Arrêtez de payer les riches! Investissez dans les programmes sociaux!

Le démantèlement du système de santé publique du Québec n'est pas justifiable

Une des choses que la pandémie de la COVID-19 fait ressortir est à quel point des intérêts privés ont la mainmise sur tous les aspects de notre vie, y compris notre mode de gouvernance.

Cette situation a été mise en lumière de manière tragique par l'incapacité des résidences privées et des soins de longue durée pour aînés à faire face à la pandémie et la nécessité de services publics gérés et organisés pour répondre aux besoins des patients et du personnel soignant. Par exemple, l'un des problèmes qui est à nouveau constamment soulevé durant cette deuxième vague est la mobilité du personnel dans les résidences en raison d'une pénurie de personnel et de la dépendance sur les agences privées de placement qui envoient les travailleurs d'un endroit de travail à l'autre, ce qui accroît ainsi les risques de contagion pour eux et pour les gens qu'ils soignent.

Après les morts tragiques lors de la première vague, le questionnement face aux résidences gérées pour le profit au détriment du bien-être des résidents était tel que le premier ministre du Québec a vu la nécessité de laisser entendre que le gouvernement envisagerait de « nationaliser » les CHSLD privés. À peu près au même moment, le ministre des Finances du Québec commandait une étude de la part du Centre interuniversitaire de recherche en analyse des organisations (CIRANO) sur la place de la santé dans la relance économique au Québec.

Fondé en 1994, le CIRANO est un organisme subventionné, entre autres, par le gouvernement du Québec, et dont les « partenaires » sont des institutions des gouvernements fédéral et québécois, telles la Banque de développement du Canada et la Caisse de dépôt et de placement du Québec, et de nombreuses grandes entreprises privées, dont BMO Groupe Financier, Manuvie Canada, Power Corporation du Canada, Bell Canada et Rio Tinto.

Les études faites par ce centre d'analyse abordent généralement les questions économiques et sociales d'un point de vue qui encourage la privatisation des services publics et des programmes sociaux. En voici deux exemples : « Les partenariats public-privé : une option à découvrir », et « Le secteur privé dans un système de santé public : France et pays nordiques ». L'objectif explicite de cette dernière est « de contribuer à crever et guérir l'abcès le plus important empêchant l'amélioration du système de santé québécois et canadien, à savoir l'opposition irrationnelle de plusieurs groupes politiques et groupes de pression à une présence significative et intégrée d'établissements et d'entreprises de soins de santé, d'assurance et de fourniture directe, à but lucratif ou non, dans notre système de santé ».

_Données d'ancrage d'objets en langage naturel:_
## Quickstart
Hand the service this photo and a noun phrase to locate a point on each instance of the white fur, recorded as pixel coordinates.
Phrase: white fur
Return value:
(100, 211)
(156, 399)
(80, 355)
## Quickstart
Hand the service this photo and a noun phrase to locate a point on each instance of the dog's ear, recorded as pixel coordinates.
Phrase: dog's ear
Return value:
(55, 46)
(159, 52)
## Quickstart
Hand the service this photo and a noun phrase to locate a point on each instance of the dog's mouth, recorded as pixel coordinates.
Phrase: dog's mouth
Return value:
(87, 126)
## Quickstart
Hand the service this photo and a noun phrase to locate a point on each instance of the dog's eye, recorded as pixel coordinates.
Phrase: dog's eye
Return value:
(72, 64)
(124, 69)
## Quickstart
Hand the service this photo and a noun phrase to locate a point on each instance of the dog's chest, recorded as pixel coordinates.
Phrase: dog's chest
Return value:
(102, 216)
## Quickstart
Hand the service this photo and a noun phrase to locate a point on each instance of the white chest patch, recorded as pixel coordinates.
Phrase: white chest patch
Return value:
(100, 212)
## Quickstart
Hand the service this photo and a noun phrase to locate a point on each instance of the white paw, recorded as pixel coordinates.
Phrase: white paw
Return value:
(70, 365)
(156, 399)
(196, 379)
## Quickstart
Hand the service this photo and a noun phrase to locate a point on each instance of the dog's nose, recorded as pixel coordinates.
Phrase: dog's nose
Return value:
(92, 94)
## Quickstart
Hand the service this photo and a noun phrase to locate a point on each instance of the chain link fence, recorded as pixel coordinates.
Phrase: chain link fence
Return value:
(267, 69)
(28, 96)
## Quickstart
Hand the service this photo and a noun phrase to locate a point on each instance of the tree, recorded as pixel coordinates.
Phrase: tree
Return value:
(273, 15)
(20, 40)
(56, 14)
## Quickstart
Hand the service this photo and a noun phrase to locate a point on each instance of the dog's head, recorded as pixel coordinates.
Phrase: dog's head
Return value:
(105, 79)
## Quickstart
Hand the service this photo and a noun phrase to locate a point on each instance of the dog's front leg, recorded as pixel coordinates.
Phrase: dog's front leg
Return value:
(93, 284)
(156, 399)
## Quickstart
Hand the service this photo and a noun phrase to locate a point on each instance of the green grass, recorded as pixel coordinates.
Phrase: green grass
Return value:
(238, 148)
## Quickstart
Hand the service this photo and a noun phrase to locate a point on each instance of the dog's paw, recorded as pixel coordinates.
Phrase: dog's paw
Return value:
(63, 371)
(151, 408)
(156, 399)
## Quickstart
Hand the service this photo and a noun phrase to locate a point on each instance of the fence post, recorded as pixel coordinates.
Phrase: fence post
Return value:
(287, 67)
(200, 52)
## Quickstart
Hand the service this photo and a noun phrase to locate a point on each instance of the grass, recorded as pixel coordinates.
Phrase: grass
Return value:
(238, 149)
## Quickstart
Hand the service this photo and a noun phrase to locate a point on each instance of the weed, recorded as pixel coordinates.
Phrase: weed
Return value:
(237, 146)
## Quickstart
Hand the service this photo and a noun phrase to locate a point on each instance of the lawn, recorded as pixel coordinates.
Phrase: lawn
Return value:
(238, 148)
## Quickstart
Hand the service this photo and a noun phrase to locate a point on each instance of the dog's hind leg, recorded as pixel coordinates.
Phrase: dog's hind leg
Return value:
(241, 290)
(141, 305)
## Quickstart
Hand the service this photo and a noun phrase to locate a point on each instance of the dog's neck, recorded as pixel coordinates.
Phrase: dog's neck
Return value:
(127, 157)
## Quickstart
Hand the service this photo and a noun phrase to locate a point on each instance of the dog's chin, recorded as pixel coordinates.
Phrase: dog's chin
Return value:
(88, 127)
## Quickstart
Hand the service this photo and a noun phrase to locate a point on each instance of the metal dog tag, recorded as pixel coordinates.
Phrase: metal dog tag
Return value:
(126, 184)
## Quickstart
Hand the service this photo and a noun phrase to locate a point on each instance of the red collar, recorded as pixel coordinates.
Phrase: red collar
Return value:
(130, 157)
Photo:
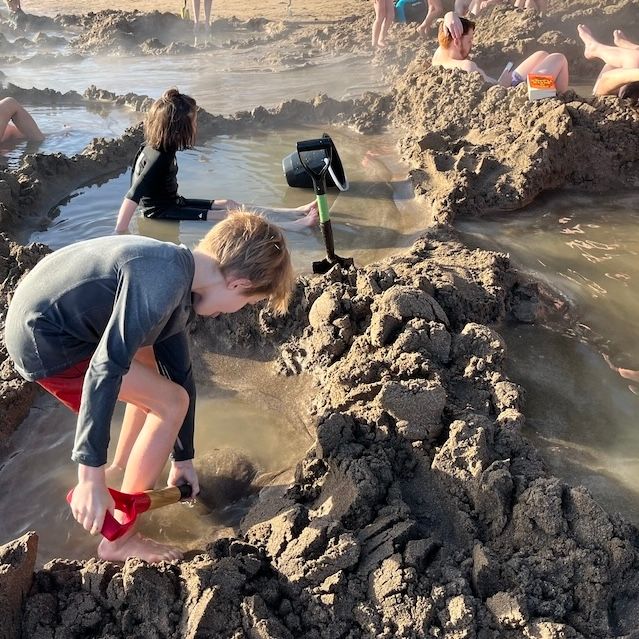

_Consignes:_
Répondez à ces questions sur l'extrait consacré au système de santé québécois :
(a) En quelle année le CIRANO a-t-il été fondé ?
(b) Quel ministre a commandé au CIRANO une étude sur la place de la santé dans la relance économique ?
(c) Qui envoie les travailleurs d'un lieu de travail à l'autre dans les résidences ?
Ces entrées proviennent d'une autre source.

_Réponse:_
(a) En 1994.
(b) Le ministre des Finances du Québec.
(c) Les agences privées de placement.